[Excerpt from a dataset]
++++++
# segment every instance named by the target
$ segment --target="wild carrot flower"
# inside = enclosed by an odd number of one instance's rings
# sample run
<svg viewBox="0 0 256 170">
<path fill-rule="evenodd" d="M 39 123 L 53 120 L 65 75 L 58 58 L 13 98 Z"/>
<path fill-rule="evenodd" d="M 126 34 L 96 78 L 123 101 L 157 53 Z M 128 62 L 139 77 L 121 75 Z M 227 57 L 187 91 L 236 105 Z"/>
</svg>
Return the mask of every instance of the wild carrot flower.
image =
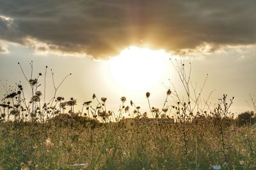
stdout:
++++++
Reproduce the material in its entirety and word for word, without the pictures.

ANSWER FOR THIS EXERCISE |
# segment every instance named by the target
$ segment --target="wild carrot flower"
# inside = enclosed by an odd number of one instance's rings
# sample run
<svg viewBox="0 0 256 170">
<path fill-rule="evenodd" d="M 39 123 L 53 120 L 65 75 L 58 58 L 13 98 Z"/>
<path fill-rule="evenodd" d="M 126 34 L 96 78 L 123 101 L 157 53 Z M 128 62 L 139 77 L 121 75 Z M 227 57 L 187 91 L 236 105 Z"/>
</svg>
Return the mask of every instance of the wild carrot flower.
image =
stdout:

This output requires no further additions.